RECORD LIST:
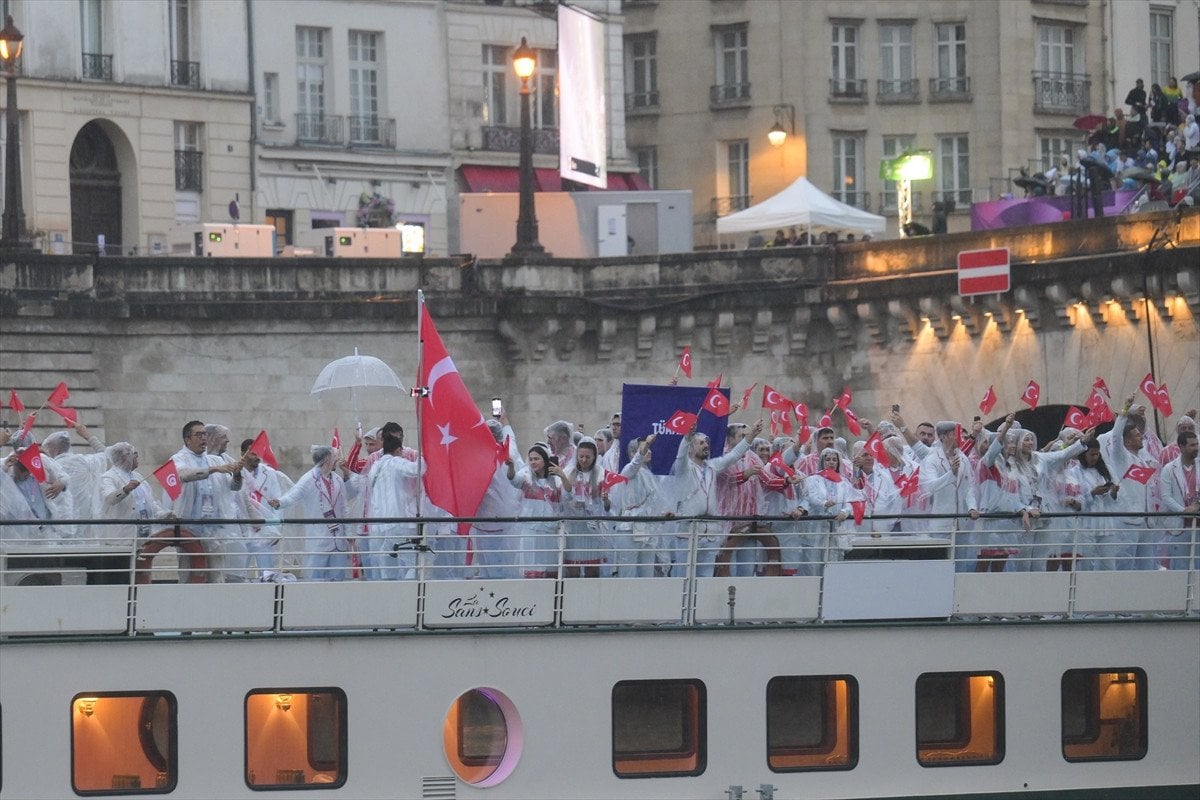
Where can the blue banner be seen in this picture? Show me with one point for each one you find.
(645, 409)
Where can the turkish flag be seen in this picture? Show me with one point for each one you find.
(1031, 395)
(1140, 474)
(456, 443)
(852, 421)
(168, 476)
(611, 480)
(681, 422)
(771, 398)
(989, 401)
(31, 458)
(1075, 419)
(262, 447)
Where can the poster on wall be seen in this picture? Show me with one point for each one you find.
(582, 114)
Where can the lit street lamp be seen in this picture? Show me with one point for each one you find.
(13, 236)
(525, 61)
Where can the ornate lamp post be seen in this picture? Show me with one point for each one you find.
(525, 61)
(13, 236)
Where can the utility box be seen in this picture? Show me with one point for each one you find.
(363, 242)
(229, 240)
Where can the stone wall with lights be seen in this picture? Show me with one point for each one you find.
(147, 344)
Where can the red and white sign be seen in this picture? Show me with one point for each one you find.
(983, 271)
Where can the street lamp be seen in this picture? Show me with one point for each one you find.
(13, 235)
(525, 61)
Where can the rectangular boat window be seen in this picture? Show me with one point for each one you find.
(658, 728)
(295, 737)
(124, 743)
(960, 719)
(811, 723)
(1103, 715)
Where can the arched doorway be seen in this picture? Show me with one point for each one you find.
(95, 191)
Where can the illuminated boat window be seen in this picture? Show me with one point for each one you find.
(811, 723)
(658, 728)
(1103, 715)
(295, 738)
(124, 743)
(960, 719)
(481, 737)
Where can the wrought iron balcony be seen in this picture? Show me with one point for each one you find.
(508, 139)
(185, 73)
(729, 95)
(898, 91)
(372, 132)
(97, 66)
(949, 90)
(189, 170)
(318, 128)
(1061, 92)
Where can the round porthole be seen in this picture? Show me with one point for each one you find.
(483, 737)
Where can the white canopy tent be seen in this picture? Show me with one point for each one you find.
(803, 205)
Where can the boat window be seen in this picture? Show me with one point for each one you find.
(124, 743)
(960, 719)
(811, 722)
(295, 738)
(658, 728)
(1103, 715)
(481, 737)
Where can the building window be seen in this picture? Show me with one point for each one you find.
(1161, 46)
(364, 72)
(496, 73)
(732, 48)
(954, 156)
(295, 737)
(811, 723)
(960, 719)
(895, 53)
(658, 728)
(847, 169)
(1103, 715)
(641, 71)
(189, 157)
(124, 743)
(648, 164)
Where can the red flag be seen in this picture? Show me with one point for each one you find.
(611, 480)
(262, 447)
(771, 398)
(1140, 474)
(168, 476)
(685, 361)
(989, 401)
(59, 396)
(457, 445)
(1075, 419)
(31, 457)
(681, 422)
(717, 402)
(69, 414)
(1031, 395)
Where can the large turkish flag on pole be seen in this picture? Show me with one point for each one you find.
(456, 444)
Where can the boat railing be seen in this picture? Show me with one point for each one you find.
(433, 572)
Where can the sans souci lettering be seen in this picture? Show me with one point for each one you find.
(485, 605)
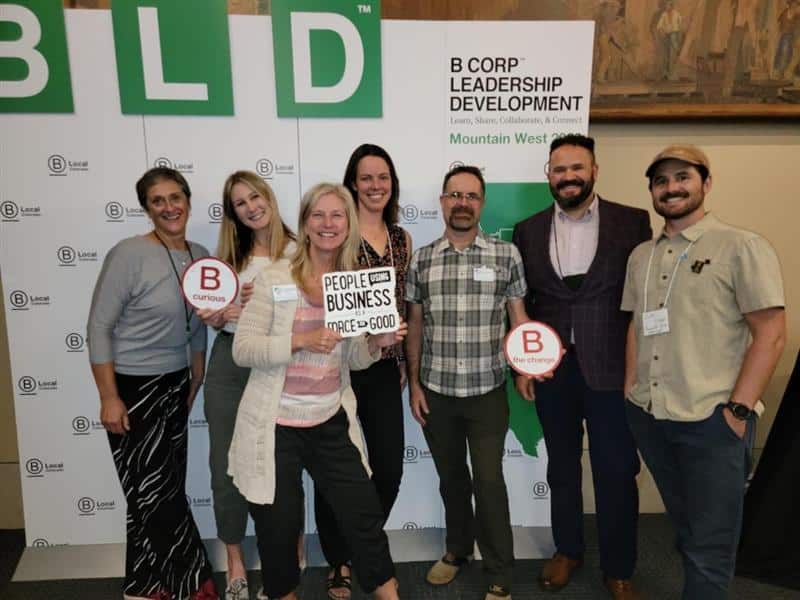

THE PROBLEM:
Revise the material above by changing every instance of "in this picture" to "in the image", leaving all other wording unchanged. Omit the pictures from your revised version.

TASK RESULT:
Where can the blue banner be seen in the image? Show me with one point for each one you find.
(645, 409)
Where can the turkish flag be seen in the image? Show me with one point for each one you find.
(1031, 395)
(1140, 474)
(456, 443)
(852, 421)
(168, 476)
(611, 480)
(681, 422)
(771, 398)
(989, 401)
(31, 458)
(1075, 419)
(262, 447)
Where can the poster on wall be seen in the image? Show me with one point for each one you find.
(582, 114)
Where can the lit street lamp be seen in the image? Show me with one point for each one you find.
(13, 236)
(525, 61)
Where can the ornate lamp post be seen in the image? Show me with one point for each one you find.
(525, 61)
(13, 236)
Where can the utility box be seen in the image? Show me with one point for each one you find.
(363, 242)
(229, 240)
Where can the stone wall with lights be seen in the image? Show me with one point for each one you find.
(147, 344)
Where can the red and white sign be seen in the image? Show me with one point for each one you find.
(983, 271)
Where can the street lamp be seen in the image? Show me with one point for each one you find.
(13, 235)
(525, 61)
Where can the rectangular boat window be seen in the image? Show me with one point for each one you find.
(658, 728)
(295, 737)
(124, 743)
(960, 719)
(811, 723)
(1103, 715)
Where can the arched doorway be seen in the image? Show me with one point for each one you find.
(95, 191)
Where can the illuminated boat window be seen in the image? Show me with one point for each one you find.
(811, 723)
(658, 728)
(1103, 715)
(295, 738)
(124, 743)
(960, 719)
(481, 737)
Where can the wrought iron balcony be seen in the image? Show me with one point for each one you find.
(508, 139)
(185, 73)
(729, 95)
(898, 91)
(372, 132)
(97, 66)
(949, 90)
(189, 170)
(318, 128)
(1061, 92)
Where can the round porthole be seen in the image? Show me with one point for each one you find.
(483, 737)
Where can the white canopy tent be seen in the image? Show me with one point for each one you find.
(803, 205)
Where can the boat window be seen in the image? Show me with one point for each one you find.
(124, 743)
(960, 719)
(811, 722)
(295, 738)
(658, 728)
(1103, 715)
(481, 737)
Where can the building window be seen in the image? Show me with one point for each one you find.
(1161, 46)
(364, 72)
(496, 73)
(732, 48)
(954, 156)
(295, 737)
(811, 723)
(960, 719)
(895, 53)
(658, 728)
(847, 169)
(1103, 715)
(641, 71)
(189, 157)
(124, 743)
(648, 164)
Where can the red flag be seen in the image? Show me with one point for each one you find.
(611, 480)
(262, 447)
(771, 398)
(1140, 474)
(168, 476)
(685, 361)
(989, 401)
(59, 396)
(457, 445)
(1075, 419)
(31, 457)
(681, 422)
(717, 402)
(69, 414)
(1031, 395)
Where can the large turkish flag on pole be seen in the image? Show me with one point for each one you find.
(456, 444)
Where can the boat railing be seen in the image? Show me with one point for each one you find.
(433, 572)
Where can the sans souci lettering be seen in the image? Show me with one point for each one you find.
(485, 605)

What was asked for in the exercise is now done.